(Beginning of Records provided)

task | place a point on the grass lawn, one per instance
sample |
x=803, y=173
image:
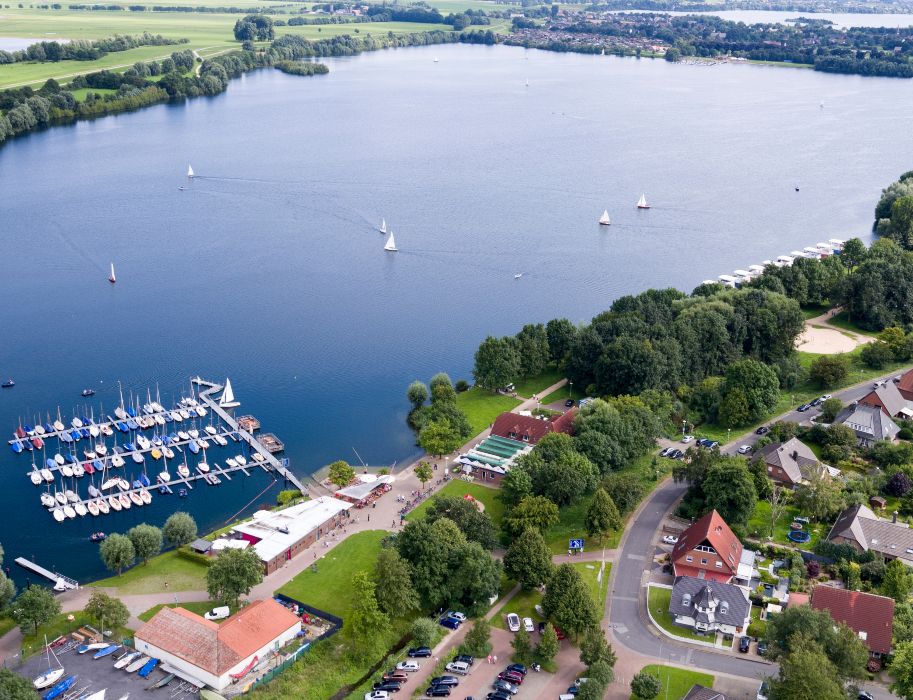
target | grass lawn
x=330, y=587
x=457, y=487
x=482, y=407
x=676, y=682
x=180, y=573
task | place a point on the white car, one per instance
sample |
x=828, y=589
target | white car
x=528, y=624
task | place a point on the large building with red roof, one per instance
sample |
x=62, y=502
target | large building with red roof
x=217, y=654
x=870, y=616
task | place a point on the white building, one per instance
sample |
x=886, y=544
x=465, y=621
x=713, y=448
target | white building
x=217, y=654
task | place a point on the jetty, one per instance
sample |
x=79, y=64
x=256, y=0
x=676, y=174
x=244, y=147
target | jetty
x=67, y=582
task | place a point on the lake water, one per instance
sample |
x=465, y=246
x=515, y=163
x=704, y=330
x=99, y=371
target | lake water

(End of Records provided)

What to do -> From the line containing "target | white building" through the last line of the records, output each line exactly and nothing more.

Answer area ->
target | white building
x=217, y=654
task | place a point on the jetty, one per instance
sample |
x=79, y=64
x=256, y=0
x=676, y=174
x=244, y=147
target | jetty
x=67, y=582
task | place a point on the lake water, one per instance
sample |
x=465, y=246
x=515, y=163
x=704, y=330
x=99, y=371
target | lake water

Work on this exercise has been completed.